Üstlerinde ‘21 Mayıs
1864 Sürgün’ yazan tişörtleri ve ellerinde Çerkes bayraklarıyla Çerkes gençler
Taksim’deki Rusya Konsolosluğu önünde toplanmış. Fevri değiller. Sessiz sedasız
protesto ediyorlar Rusya’yı. Çevreden gelip geçenler alakasız gözlerle gruba
bir an göz atıyor ve dudak bükerek birer birer uzaklaşıyor. Az sayıda insan var
kapıda. Fakat hemen hepsinin yüzünden atalarının bir buçuk asır önce yaşadıklarının
derin izleri okunabiliyor. Bir acı nasıl bu kadar uzun sürebiliyor diye
düşünüyorum? O an pek anlamıyorum onları. Ama dudak büküp, ilgisiz de uzaklaşmıyorum
yanlarından.
Aksine içlerinde en
ateşli olanın yanına yaklaşıyorum. Uzun boylu, sert görünümlü biri Ergun
Sinduk. Rusya’nın onlara ne yaptığını, neden burada toplandıklarını soruyorum.
“ Bizi yurtlarımızdan sürdü. Yüzbinlerce Çerkes’i yerle yeksan etti” diyor. Bir buçuk asır önce yaşanan bir olayı nasıl
hala nasıl protesto edebildiklerini anlamadığımı söylüyorum. Kızıyor. “Bu öyle
bir olay ki” diyor. “Bizi bugün Türk yaptı. Biz sadece vatanımızdan koparmakla
kalmadı, aslımızdan da etti”.
Tolstoy’un Hacı Murat’ını okurken rastlamıştım ilk
kez Kafkaslara. Hacı Murat ve Şeyh Şamil isimlerini de ilk kez orada duymuştum.
Ardından Lermontov’un ölümsüz karakteri Peçorin’in
seyahat anıları ilgimi biraz daha celp etmişti. II. Katerina’dan Stalin’e
oradan da günümüze kadar uzanan kanlı bir destandı bu topraklar. Çarlık
Rusya’sının isyancılar ve başıbozuklar dediği,
Sovyetlerin Almanya ile işbirliğiyle suçlayarak hain ilan ettiği halklar
topluluğuydu Kafkasya. Rahat yüzü
görmemişlerdi bir türlü.
Şeyh Şamil’in II. Aleksandr’la
tutuştuğu savaşı kaybetmesinden sonra ivme kazanan Kafkasların “isyancı ve
başıbozuklar”dan tasfiyesi 21 Mayıs 1864’te Çerkes Sürgünüyle farklı bir boyut
kazandı. Yüzbinlerce Çerkes topraklarından sürülerek Karadeniz’den Osmanlı’ya
tehcir etti. Yolda yüzlercesi
hastalıktan ve kötü muameleden dolayı hayatını kaybetti. Osmanlı topraklarına varabilenlerse
şanslıydı. Sadece Çerkesler değil.
Çeçenler, Tatarlar, Ahıska Türkleri, İnguşlar ya topraklarından sürüldü ya da
katliamlara maruz kaldı. Rusya onlardan boşalan yerlere Kassakları ve Rusları
yerleştirdi. Nitekim Rusya Ana ‘teslim olmuş topraklar’ istiyordu.
____
→ **Çalışma talimatları**
(A) Çerkes sürgünü üzerine yazılmış metinde "Aksine içlerinde en" ile başlayıp "kez orada duymuştum." ile biten bölümü hiçbir değişiklik yapmadan yeniden yazın.
(B) Aşağıdaki ifadelerin Çerkes sürgünü üzerine yazılmış metinle uyuşup uyuşmadığını evet ya da hayır diyerek belirtin ve her biri için metinden belirleyici sözleri aynen alıntılayın: (i) Protestocular Taksim’deki Rusya Konsolosluğu önünde toplanmıştır. (ii) Konsolosluğun kapısında çok sayıda insan vardır. (iii) Anlatıcı, Hacı Murat ve Şeyh Şamil isimlerini ilk kez Lermontov’un eserinde duymuştur.

İşaretleme veri kümesi alıntıları
____
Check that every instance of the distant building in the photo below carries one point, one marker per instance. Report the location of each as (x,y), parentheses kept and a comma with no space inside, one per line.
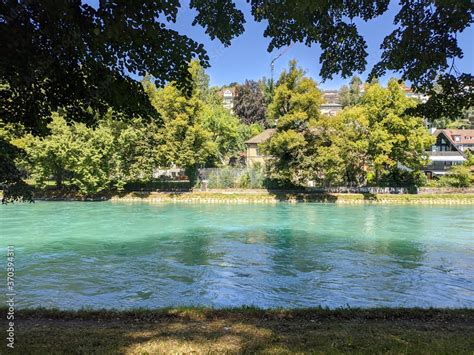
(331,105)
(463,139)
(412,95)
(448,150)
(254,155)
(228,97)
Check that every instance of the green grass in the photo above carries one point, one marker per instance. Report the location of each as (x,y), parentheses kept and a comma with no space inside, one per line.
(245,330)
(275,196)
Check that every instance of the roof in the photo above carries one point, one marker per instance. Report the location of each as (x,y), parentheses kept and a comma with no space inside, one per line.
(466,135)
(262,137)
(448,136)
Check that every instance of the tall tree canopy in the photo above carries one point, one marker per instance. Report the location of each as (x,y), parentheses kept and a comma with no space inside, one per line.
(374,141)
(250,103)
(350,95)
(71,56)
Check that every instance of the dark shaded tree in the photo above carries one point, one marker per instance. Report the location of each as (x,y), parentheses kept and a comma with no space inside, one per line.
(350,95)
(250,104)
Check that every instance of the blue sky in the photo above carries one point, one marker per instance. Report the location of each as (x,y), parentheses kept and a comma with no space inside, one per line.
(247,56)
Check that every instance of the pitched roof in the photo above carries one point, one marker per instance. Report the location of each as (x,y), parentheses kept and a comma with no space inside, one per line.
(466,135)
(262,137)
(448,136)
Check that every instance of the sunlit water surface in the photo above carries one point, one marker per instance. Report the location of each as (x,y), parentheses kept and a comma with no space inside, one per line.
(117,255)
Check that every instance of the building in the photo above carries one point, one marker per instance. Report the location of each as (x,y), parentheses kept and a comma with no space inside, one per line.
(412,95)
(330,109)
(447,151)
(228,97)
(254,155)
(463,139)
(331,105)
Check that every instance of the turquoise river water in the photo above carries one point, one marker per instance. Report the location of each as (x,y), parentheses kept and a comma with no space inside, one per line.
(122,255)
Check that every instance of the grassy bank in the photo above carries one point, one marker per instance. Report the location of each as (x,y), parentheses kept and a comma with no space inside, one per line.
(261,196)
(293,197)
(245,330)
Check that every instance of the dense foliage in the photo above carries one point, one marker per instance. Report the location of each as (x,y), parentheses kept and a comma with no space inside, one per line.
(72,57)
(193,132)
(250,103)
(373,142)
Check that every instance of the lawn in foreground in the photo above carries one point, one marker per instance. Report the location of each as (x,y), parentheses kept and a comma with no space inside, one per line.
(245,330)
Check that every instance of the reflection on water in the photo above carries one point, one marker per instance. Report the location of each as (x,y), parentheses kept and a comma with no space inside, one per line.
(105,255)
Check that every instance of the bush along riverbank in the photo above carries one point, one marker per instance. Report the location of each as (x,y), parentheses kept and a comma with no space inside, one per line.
____
→ **Nihai sonuçlar**
(A)
Aksine içlerinde en
ateşli olanın yanına yaklaşıyorum. Uzun boylu, sert görünümlü biri Ergun
Sinduk. Rusya’nın onlara ne yaptığını, neden burada toplandıklarını soruyorum.
“ Bizi yurtlarımızdan sürdü. Yüzbinlerce Çerkes’i yerle yeksan etti” diyor. Bir buçuk asır önce yaşanan bir olayı nasıl
hala nasıl protesto edebildiklerini anlamadığımı söylüyorum. Kızıyor. “Bu öyle
bir olay ki” diyor. “Bizi bugün Türk yaptı. Biz sadece vatanımızdan koparmakla
kalmadı, aslımızdan da etti”.
Tolstoy’un Hacı Murat’ını okurken rastlamıştım ilk
kez Kafkaslara. Hacı Murat ve Şeyh Şamil isimlerini de ilk kez orada duymuştum.

(B)
(i) Evet: "Taksim’deki Rusya Konsolosluğu önünde toplanmış."
(ii) Hayır: "Az sayıda insan var kapıda."
(iii) Hayır: "Tolstoy’un Hacı Murat’ını okurken rastlamıştım ilk kez Kafkaslara. Hacı Murat ve Şeyh Şamil isimlerini de ilk kez orada duymuştum."